Which lines in the entries below contain the word "trail"? Pick out each of them and copy it in full.

==== Material supplied ====

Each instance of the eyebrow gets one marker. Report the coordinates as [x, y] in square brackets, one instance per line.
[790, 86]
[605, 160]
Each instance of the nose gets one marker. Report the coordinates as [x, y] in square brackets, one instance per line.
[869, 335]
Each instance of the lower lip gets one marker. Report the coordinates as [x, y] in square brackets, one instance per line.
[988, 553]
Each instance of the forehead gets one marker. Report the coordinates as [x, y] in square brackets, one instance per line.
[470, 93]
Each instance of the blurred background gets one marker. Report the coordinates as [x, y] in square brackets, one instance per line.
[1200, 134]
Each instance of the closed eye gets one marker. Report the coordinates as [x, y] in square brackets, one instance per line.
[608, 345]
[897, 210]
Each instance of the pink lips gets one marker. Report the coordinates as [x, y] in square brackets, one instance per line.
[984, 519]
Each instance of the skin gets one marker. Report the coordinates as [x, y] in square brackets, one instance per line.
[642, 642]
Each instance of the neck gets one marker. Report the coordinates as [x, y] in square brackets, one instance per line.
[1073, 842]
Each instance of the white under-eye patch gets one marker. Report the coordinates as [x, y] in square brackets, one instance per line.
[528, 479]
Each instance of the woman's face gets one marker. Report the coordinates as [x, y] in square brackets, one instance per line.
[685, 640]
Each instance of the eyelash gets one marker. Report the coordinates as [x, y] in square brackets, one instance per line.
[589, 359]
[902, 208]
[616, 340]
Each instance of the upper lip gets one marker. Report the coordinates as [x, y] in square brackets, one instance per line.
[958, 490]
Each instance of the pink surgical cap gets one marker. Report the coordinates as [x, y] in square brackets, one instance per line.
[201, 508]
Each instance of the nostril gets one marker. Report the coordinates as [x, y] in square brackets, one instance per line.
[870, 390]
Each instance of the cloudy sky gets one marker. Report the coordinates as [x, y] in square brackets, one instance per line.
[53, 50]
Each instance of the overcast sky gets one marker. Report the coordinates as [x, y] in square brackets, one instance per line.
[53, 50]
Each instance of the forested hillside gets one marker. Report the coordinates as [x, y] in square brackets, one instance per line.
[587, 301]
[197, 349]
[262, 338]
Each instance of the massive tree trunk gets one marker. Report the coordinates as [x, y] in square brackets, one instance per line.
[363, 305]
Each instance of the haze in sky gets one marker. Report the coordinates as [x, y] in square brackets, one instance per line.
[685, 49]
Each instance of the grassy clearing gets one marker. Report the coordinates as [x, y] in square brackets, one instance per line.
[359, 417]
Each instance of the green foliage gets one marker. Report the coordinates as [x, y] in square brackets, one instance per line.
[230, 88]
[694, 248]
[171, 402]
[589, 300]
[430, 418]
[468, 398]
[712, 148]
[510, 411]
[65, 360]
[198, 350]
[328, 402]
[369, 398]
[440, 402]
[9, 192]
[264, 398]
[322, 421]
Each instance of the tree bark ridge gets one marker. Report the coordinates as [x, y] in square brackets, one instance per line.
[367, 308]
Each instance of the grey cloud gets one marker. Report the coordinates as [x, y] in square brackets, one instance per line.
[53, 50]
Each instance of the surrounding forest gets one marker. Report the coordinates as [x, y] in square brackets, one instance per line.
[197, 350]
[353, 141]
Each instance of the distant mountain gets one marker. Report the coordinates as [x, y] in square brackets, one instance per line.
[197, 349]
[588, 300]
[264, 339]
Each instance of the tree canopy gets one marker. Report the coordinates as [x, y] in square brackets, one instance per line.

====
==== Material supplied ====

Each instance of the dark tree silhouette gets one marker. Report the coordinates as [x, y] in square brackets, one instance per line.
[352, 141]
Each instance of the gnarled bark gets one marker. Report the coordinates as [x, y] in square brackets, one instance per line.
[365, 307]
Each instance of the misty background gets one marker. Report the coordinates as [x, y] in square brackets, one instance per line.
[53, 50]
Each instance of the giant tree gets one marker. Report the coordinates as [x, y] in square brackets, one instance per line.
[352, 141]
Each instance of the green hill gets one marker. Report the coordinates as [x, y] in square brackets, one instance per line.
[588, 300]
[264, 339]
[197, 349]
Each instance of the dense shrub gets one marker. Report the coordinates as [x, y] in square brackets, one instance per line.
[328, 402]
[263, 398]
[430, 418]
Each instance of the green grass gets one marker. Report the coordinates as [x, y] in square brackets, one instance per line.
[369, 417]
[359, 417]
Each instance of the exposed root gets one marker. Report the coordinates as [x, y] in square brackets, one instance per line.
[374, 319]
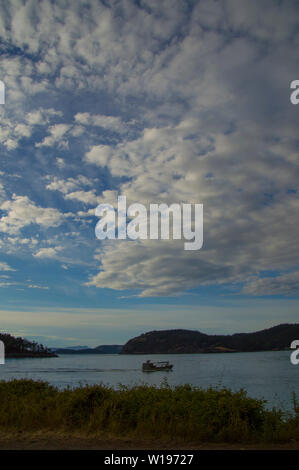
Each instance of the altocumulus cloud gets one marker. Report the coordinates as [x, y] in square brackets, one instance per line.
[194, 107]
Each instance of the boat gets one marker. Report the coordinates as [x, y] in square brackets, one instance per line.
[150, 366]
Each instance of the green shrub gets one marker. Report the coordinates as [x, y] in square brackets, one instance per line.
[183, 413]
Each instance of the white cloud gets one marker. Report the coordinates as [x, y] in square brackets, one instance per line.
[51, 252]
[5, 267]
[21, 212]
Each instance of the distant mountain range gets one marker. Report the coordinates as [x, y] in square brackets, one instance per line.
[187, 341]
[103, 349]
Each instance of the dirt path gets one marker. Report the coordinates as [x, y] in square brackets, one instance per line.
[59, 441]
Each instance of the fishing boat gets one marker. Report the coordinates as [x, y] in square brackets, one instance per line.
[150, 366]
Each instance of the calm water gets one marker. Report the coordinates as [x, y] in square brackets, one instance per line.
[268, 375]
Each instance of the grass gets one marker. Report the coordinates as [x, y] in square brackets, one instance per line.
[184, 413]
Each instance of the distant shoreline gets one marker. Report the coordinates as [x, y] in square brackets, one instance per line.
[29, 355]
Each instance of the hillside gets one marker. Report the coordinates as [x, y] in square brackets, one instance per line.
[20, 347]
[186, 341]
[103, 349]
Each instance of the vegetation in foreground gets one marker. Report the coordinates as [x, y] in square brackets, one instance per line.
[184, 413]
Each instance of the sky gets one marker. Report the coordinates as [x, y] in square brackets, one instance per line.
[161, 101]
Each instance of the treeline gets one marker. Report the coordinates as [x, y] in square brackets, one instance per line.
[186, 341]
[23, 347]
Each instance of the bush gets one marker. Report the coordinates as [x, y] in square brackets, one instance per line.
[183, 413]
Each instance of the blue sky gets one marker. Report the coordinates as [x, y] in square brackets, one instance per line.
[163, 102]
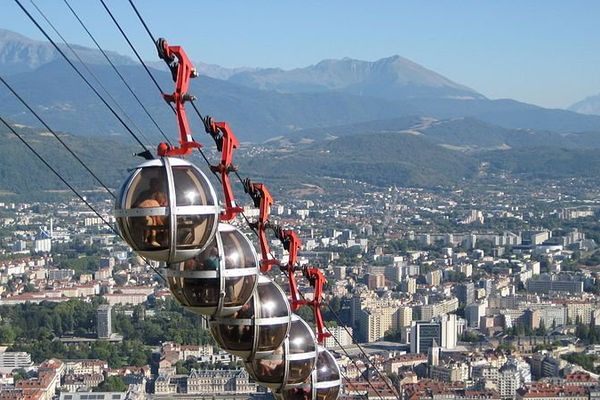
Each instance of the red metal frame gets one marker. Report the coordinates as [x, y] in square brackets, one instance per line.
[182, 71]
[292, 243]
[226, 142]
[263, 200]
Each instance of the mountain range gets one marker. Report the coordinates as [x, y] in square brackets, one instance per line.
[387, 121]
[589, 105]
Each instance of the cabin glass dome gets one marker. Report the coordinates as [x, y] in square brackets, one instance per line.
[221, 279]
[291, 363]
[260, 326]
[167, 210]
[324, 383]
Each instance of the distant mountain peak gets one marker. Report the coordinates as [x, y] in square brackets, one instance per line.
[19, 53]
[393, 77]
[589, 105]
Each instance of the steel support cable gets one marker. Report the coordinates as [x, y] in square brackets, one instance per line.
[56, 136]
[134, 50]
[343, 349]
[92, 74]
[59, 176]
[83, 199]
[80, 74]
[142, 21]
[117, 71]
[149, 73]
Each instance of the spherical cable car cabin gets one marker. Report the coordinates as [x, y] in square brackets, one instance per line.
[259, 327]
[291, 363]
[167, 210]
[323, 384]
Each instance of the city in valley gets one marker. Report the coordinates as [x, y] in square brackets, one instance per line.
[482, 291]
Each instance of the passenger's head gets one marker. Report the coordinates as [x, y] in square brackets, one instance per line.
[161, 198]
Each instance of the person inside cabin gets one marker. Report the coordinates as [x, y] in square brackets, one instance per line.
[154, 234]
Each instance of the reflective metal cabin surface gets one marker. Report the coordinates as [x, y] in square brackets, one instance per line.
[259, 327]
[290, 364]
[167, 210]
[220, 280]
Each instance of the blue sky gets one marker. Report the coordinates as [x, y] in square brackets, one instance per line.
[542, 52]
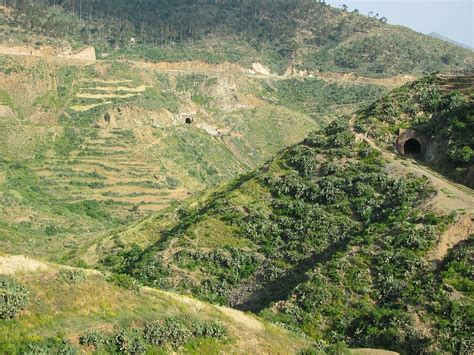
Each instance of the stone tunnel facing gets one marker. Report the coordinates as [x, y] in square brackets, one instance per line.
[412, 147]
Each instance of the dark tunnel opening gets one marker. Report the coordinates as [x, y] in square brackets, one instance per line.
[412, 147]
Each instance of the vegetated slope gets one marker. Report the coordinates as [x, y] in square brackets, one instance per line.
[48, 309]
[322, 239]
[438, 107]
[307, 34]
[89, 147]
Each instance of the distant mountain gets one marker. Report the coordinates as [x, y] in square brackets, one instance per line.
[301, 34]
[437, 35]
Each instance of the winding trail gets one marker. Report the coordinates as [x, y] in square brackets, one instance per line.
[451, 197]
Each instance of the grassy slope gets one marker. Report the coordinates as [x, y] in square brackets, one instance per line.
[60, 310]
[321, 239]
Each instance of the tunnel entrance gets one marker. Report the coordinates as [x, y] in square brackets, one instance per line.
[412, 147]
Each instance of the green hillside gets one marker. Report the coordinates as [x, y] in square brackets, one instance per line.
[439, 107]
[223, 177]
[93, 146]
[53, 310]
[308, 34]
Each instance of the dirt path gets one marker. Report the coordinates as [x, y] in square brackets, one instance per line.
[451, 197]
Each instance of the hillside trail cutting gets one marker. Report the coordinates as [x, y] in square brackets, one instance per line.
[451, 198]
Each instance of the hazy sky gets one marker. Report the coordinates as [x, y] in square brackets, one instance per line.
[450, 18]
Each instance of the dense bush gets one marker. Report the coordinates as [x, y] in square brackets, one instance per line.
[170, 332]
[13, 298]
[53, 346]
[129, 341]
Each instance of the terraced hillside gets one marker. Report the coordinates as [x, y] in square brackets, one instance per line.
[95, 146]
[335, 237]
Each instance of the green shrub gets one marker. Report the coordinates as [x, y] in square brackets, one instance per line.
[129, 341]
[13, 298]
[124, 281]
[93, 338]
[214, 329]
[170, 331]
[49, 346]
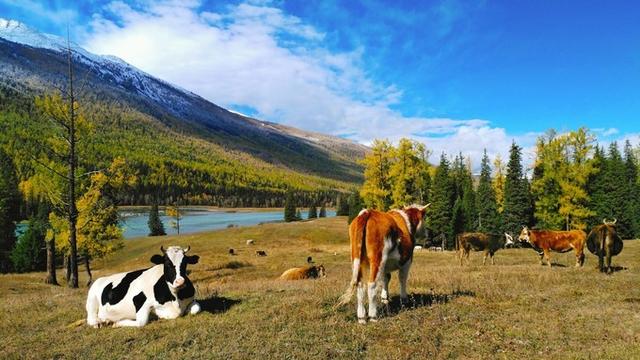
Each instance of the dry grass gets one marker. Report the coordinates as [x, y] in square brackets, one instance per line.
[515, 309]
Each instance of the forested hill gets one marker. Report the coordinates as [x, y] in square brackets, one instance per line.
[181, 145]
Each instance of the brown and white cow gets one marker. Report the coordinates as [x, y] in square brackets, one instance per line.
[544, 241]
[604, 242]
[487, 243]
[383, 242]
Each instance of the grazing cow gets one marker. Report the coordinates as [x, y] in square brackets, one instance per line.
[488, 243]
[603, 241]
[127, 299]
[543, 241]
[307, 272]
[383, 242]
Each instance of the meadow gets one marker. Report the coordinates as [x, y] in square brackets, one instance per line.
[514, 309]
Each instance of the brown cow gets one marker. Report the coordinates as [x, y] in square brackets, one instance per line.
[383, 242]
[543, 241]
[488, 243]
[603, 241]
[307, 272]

====
==== Material supplied ====

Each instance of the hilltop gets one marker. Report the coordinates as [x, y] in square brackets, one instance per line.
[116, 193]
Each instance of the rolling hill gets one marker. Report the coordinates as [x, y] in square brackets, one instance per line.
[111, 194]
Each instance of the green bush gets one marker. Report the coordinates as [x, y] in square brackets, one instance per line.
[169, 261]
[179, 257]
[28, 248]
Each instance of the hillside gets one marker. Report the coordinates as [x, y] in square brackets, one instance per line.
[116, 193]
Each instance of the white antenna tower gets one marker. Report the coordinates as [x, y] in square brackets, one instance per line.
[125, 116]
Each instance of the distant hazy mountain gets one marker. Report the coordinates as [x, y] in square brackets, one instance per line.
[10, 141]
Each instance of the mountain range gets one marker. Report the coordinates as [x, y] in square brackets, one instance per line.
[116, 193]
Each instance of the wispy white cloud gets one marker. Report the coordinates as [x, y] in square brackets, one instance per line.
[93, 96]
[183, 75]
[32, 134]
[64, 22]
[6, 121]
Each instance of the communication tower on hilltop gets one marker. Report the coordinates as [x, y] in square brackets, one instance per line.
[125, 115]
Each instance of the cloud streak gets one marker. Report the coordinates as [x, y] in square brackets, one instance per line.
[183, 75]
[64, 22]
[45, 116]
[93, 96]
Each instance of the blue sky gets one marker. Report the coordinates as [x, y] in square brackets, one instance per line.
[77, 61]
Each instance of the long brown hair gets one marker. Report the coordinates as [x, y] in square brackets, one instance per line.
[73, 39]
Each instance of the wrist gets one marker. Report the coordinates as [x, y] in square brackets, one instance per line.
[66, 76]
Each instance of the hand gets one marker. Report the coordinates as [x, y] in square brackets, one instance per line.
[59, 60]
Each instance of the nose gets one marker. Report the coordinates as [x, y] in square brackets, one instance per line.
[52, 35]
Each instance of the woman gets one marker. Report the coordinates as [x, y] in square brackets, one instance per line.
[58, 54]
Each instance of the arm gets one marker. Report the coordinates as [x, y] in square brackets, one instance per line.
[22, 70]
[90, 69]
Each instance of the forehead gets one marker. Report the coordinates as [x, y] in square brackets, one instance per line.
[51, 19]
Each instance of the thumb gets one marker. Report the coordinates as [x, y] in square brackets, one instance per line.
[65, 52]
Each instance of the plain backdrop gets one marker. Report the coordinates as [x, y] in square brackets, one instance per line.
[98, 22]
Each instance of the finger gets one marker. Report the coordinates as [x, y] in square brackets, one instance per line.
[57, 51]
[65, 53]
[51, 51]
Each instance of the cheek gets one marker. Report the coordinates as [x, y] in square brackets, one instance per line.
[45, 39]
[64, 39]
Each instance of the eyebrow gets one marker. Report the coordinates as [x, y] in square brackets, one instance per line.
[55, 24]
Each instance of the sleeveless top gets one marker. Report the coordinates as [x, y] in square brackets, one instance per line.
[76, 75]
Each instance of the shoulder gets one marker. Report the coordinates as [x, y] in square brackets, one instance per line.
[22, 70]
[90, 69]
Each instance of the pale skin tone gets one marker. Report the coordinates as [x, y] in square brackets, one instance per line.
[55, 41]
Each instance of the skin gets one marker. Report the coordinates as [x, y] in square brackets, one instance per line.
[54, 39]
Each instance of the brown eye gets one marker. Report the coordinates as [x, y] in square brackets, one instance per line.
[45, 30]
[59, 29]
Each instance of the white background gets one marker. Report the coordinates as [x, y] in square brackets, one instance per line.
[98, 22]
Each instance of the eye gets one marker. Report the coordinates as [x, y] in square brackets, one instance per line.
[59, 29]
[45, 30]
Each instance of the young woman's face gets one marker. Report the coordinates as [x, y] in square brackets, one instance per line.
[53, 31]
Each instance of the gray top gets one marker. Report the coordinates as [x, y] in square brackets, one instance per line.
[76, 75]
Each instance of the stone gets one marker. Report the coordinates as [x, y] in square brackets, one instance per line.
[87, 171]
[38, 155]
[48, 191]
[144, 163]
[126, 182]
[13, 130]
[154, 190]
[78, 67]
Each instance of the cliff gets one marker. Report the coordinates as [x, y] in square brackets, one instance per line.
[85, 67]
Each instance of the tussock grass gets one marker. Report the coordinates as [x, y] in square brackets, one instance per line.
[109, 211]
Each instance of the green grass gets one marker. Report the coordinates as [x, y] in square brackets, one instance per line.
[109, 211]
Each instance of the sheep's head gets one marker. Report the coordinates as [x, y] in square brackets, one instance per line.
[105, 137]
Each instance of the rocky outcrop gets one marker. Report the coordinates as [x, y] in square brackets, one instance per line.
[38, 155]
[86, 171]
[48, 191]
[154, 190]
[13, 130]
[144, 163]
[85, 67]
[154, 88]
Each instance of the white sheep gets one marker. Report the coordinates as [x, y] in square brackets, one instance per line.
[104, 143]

====

**Correct response**
Each instance of the winding trail gets one marker. Report the coordinates as [x, y] in square brackets, one instance per line.
Each instance of the hillside trail cutting gets one marker. Report the coordinates as [x, y] in square brackets, one instance per line.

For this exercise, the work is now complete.